# Text segment:
┌──

BIOGRAPHY

Dr Hanh Bui

Dr Hanh Bui is the Teaching and Research Fellow at Shakespeare’s Globe. Her scholarship is positioned at the crossroads of race, age, disability, and early modern theatre. Her work has appeared in Shakespeare Survey, Renaissance Studies, Renaissance Drama, Literature/Film Quarterly, and the edited collection Shakespeare’s Things: Shakespearean Theatre and the Non-Human World in History, Theory, and Performance (Routledge 2021). Her current book project is entitled Birthing Race on Shakespeare’s Stage.

Hanh is also on the steering committee of the Early Modern Scholars of Colour (EMSOC) network. She completed her PhD in English at Brandeis University and her BA at Stanford University.

Research Interests

Hanh’s doctoral thesis addresses the role that medical and scientific technology plays in the performance, construction, and constitution of ageing bodies in Shakespeare’s works. It considers the questions: how did innovations in early modern science affect cultural attitudes toward old age, and how did writers such as Shakespeare respond to these developments? The project combines multiple approaches and archives to widen the historiography of early modern ageing to focus on material culture – inventions such as the mirror, spectacles, and clock – along with changing medical practices in anatomy and life extension, to explore how science introduced new contingencies to the life course.

Publications

Articles:

‘”Send the midwife”: The Birth of Blackness in Titus Andronicus‘, Renaissance Studies (2024).

‘Sycorax’s Hoop’, Shakespeare Survey (2023).

King Lear and the Duty to Die’, Renaissance Drama (2021).

‘Effigies of Childhood in Kurzel’s Macbeth’, Literature/Film Quarterly (2020).

Chapters:

‘The Mirror and Age in Shakespeare’s Sonnets’, in Brett Gamboa and Lawrence Switzky (eds), Shakespeare’s Things: Shakespearean Theatre and the Non-Human World in History, Theory, and Performance (Routledge, 2020).

Reviews:  

Tomas Macsotay, Cornelis van der Haven, and Karel Vanhaesebrouck (eds), The Hurt(ful) Body: Performing and Beholding Pain, 1600-1800, in British Journal for the History of Science (December 2019).

└──

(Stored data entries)

┌──

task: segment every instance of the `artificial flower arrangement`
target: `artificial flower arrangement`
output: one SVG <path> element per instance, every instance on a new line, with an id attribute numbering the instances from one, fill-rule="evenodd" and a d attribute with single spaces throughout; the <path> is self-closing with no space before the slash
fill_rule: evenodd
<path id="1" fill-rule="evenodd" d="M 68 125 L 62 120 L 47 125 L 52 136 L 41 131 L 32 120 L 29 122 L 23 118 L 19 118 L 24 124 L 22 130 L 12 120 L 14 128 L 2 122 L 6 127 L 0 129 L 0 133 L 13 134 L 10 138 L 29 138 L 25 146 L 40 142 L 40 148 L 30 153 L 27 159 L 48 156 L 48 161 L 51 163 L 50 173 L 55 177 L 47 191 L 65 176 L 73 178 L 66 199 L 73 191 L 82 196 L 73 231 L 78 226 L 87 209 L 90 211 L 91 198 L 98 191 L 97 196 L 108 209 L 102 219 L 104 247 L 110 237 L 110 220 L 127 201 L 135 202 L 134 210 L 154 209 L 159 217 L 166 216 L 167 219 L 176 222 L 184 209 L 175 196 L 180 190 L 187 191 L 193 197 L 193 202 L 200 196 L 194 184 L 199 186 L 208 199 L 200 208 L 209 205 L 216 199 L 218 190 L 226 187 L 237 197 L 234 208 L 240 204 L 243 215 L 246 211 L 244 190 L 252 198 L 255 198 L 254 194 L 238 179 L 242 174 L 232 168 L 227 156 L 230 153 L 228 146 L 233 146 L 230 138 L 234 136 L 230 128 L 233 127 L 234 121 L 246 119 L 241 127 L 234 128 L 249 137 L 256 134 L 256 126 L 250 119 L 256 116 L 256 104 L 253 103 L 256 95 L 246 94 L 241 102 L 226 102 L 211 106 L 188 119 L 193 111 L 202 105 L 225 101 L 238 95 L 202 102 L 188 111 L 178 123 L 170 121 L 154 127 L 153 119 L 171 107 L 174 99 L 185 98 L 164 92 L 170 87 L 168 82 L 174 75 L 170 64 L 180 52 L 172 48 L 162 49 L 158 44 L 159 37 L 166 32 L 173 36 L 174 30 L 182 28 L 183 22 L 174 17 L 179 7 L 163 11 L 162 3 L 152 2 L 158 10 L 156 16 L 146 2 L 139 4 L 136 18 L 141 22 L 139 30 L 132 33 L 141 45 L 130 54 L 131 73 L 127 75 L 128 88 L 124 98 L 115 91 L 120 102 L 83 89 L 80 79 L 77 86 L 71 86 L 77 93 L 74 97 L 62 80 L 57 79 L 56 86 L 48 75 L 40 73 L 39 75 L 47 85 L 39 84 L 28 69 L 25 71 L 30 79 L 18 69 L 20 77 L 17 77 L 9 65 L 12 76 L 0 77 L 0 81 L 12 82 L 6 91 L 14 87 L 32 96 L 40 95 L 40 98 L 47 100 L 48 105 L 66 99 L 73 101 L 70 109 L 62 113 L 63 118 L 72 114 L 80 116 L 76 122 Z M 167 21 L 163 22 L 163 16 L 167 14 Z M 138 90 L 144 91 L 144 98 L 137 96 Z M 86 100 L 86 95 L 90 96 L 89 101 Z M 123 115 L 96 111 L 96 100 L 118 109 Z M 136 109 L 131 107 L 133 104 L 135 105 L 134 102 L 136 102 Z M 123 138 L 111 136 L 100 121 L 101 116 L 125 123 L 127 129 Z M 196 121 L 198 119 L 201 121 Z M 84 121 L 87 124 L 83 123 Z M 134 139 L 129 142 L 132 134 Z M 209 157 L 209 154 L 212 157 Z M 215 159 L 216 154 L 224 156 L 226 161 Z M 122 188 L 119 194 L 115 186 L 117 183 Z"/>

└──

# Aim of the task:
Please reproduce the biography above word for word, copying everything from "Dr Hanh Bui is" down to "at Stanford University.".

# Your solution:
Dr Hanh Bui is the Teaching and Research Fellow at Shakespeare’s Globe. Her scholarship is positioned at the crossroads of race, age, disability, and early modern theatre. Her work has appeared in Shakespeare Survey, Renaissance Studies, Renaissance Drama, Literature/Film Quarterly, and the edited collection Shakespeare’s Things: Shakespearean Theatre and the Non-Human World in History, Theory, and Performance (Routledge 2021). Her current book project is entitled Birthing Race on Shakespeare’s Stage.

Hanh is also on the steering committee of the Early Modern Scholars of Colour (EMSOC) network. She completed her PhD in English at Brandeis University and her BA at Stanford University.